El derecho a la ciudad es el concepto jurídico, que enmarca la reivindicación de la garantía y protección de los derechos humanos en la ciudad, es decir, reivindica el papel de las autoridades locales como garantes de estos derechos, que están consignados constitucional y convencionalmente [...] pues se enfoca más en la planificación e implementación de políticas públicas de prevención, que en la acción sancionadora o reparadora (Alvarado, 2016: 8).
Por su parte, Correa Montoya (2010) propone la necesidad de contar con políticas para su gestión en el gobierno urbano, concretar su contenido y articularlo a las responsabilidades estatales. Lo que plantea es una institucionalización capitalista del derecho a la ciudad que ofrezca garantías al ciudadano para participar en la construcción de su presente y futuro y apalanque su función social. Igualmente, postula el usufructo equitativo de todos los derechos humanos y el derecho a vivir la ciudad conforme a sus intereses y propósitos. Así las cosas, la justicia social, anclada en la noción de igualdad, es sustituida por un concepto de equidad ligado a la libertad y las capacidades individuales para disponer y aprovechar sus oportunidades.
El canal para la materialización implica a todo el sistema de planificación, pero, particularmente, al planeamiento urbano. El plan establece unos objetivos que consagran derechos formalizados en unas políticas públicas y unas estrategias tendientes a asegurar logros declarados en dichos objetivos. Pero este plan ha de conciliar el interés individual con el interés público, al disponer la manera como se aprovecha el suelo de la ciudad.
La sustitución del derecho a la ciudad, como el marco de acción de los ciudadanos frente al capitalismo, por una institucionalización del derecho ciudadano en el marco de acción del mercado promovió la incorporación de contenidos del derecho a la ciudad en las constituciones políticas de los Estados, entre ellos Colombia.1 No obstante, como plantea Maldonado Copello (2008), esta institucionalización encausó toda posibilidad de acción política a un ejercicio de participación ciudadana restringido a unos cuantos mecanismos de consulta y a un urbanismo tecnocrático y regulatorio del libre mercado, que evita afectar los derechos que amparan la propiedad privada y al propietario, lo que entra en colisión con el derecho a la ciudad.
En efecto, la Constitución Política Colombiana de 1991 garantiza el derecho de propiedad y los derechos patrimoniales de los particulares (art. 58), al otorgarle a su dueño facultades de exclusividad y perpetuidad de dominio, lo que le permite usarlo, transformarlo, transferirlo y apropiarse de lo que produzca. En el ordenamiento territorial ese derecho se expresa en una propiedad del suelo ligada al aprovechamiento urbanístico.
A su vez, incorpora un modelo garantista basado en derechos, habilitando la nueva concepción del derecho a la ciudad, que se verá expresada en la legislación urbanística. En esas condiciones, la Constitución recoge los principios de prevalencia del interés general sobre el interés particular, la función social y ecológica de la propiedad, el derecho a un ambiente sano y el derecho a una vivienda digna.

__________

» **Qué se pide**:
#1 Según el pasaje seleccionado, ¿qué artículo de la Constitución Política Colombiana de 1991 garantiza el derecho de propiedad?
#2 Enumera los principios que, según el pasaje seleccionado, recoge la Constitución.
#3 Copia del pasaje seleccionado el fragmento que va desde "En efecto, la" hasta "al aprovechamiento urbanístico.", ambos incluidos.

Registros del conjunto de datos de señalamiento
__________

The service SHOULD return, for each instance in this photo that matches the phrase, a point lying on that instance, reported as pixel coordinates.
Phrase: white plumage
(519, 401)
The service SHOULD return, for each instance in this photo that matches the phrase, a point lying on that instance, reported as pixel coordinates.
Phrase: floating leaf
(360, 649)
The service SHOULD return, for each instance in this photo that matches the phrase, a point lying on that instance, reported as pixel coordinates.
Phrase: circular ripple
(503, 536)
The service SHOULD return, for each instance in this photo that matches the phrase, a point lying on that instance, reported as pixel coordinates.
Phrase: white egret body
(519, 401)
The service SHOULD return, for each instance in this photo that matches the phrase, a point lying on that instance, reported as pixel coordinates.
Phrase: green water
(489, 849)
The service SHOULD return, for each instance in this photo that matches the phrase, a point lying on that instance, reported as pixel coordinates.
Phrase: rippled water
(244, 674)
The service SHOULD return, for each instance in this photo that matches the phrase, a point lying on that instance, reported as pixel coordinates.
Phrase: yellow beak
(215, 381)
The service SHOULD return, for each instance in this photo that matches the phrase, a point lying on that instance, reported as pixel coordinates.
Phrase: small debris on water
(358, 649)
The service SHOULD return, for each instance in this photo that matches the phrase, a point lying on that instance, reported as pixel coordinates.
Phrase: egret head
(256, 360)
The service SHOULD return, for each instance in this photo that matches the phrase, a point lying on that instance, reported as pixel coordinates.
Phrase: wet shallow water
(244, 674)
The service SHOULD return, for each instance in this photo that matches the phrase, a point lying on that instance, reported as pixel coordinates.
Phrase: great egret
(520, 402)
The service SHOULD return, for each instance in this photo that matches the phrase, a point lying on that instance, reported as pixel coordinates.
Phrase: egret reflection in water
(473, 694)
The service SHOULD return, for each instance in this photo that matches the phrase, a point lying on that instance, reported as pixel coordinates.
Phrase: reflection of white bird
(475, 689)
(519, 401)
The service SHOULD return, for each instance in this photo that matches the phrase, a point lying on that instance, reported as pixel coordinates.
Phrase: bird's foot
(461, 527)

__________

» **Soluciones**:
#1 El artículo 58.

#2
- La prevalencia del interés general sobre el interés particular
- La función social y ecológica de la propiedad
- El derecho a un ambiente sano
- El derecho a una vivienda digna

#3
En efecto, la Constitución Política Colombiana de 1991 garantiza el derecho de propiedad y los derechos patrimoniales de los particulares (art. 58), al otorgarle a su dueño facultades de exclusividad y perpetuidad de dominio, lo que le permite usarlo, transformarlo, transferirlo y apropiarse de lo que produzca. En el ordenamiento territorial ese derecho se expresa en una propiedad del suelo ligada al aprovechamiento urbanístico.